:: THE RECORDS

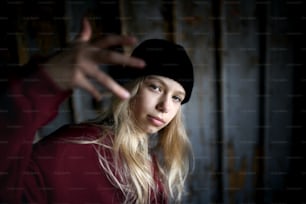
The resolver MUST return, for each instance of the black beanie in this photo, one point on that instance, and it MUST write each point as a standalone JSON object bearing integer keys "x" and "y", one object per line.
{"x": 162, "y": 58}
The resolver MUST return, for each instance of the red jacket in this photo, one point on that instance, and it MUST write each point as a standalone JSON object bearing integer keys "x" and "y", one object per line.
{"x": 51, "y": 171}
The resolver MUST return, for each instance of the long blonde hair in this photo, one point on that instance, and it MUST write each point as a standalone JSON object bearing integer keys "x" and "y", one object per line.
{"x": 131, "y": 165}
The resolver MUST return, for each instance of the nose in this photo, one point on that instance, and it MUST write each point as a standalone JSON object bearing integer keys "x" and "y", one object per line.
{"x": 164, "y": 104}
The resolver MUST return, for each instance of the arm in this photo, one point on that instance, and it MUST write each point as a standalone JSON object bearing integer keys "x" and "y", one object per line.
{"x": 27, "y": 103}
{"x": 31, "y": 101}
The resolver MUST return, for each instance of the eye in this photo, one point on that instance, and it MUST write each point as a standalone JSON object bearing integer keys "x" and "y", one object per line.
{"x": 155, "y": 87}
{"x": 177, "y": 99}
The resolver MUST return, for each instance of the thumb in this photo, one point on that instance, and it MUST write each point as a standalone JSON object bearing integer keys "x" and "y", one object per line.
{"x": 85, "y": 33}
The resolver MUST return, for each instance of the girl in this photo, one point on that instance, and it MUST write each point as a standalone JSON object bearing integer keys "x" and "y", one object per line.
{"x": 137, "y": 152}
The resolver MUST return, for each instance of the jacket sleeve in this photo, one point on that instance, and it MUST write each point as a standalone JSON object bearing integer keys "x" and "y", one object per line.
{"x": 27, "y": 102}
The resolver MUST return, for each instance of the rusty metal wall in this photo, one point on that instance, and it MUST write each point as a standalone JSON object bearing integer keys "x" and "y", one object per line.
{"x": 246, "y": 118}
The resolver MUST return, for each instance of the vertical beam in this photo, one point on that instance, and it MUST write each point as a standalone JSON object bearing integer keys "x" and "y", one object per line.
{"x": 240, "y": 78}
{"x": 194, "y": 30}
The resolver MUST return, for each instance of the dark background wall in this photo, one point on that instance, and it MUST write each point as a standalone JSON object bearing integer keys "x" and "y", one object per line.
{"x": 247, "y": 116}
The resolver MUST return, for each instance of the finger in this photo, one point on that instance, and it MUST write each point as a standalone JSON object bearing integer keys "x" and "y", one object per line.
{"x": 115, "y": 40}
{"x": 106, "y": 81}
{"x": 111, "y": 57}
{"x": 85, "y": 33}
{"x": 85, "y": 84}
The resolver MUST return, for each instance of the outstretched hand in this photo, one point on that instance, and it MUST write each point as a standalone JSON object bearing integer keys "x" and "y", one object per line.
{"x": 74, "y": 66}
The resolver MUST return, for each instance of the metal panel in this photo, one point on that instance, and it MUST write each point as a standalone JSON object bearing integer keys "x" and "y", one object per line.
{"x": 142, "y": 19}
{"x": 194, "y": 30}
{"x": 240, "y": 100}
{"x": 279, "y": 102}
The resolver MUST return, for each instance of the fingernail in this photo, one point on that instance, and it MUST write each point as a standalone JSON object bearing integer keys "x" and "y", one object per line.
{"x": 126, "y": 95}
{"x": 142, "y": 63}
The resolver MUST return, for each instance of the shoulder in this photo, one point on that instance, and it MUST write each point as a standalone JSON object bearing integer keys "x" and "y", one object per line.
{"x": 74, "y": 132}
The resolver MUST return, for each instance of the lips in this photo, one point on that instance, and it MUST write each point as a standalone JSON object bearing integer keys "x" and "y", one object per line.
{"x": 156, "y": 120}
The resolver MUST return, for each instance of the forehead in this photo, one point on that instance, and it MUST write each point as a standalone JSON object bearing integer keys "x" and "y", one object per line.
{"x": 170, "y": 83}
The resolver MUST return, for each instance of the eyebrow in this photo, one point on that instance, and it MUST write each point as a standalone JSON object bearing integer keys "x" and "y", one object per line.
{"x": 162, "y": 82}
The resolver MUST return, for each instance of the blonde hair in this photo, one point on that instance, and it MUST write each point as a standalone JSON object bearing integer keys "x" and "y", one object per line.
{"x": 131, "y": 166}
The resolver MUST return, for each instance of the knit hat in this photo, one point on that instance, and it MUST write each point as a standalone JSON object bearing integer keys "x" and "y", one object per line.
{"x": 162, "y": 58}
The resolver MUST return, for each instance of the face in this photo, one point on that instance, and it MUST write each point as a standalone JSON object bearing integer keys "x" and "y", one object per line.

::::

Take the line containing "The resolver MUST return, for each instance of the blonde" as the first line and the last line of the data above as the final one. Write out these lines and all between them exactly.

- _SOLVED PROBLEM_:
The resolver MUST return, for each instance of the blonde hair in this photo, one point on that instance, and it MUST write each point as a standalone JSON object bearing integer keys "x" and "y", one object per line.
{"x": 131, "y": 166}
The resolver MUST return, for each instance of the knit hat in this photo, one point on that instance, and it MUST write each point as a standalone JSON object bearing integer keys "x" and "y", one object per line.
{"x": 162, "y": 58}
The resolver MUST return, for each instance of the face in this photo, one point on that instance, and it MUST write each point as a standalone JSON object bearing integer keys "x" and "y", one object per line.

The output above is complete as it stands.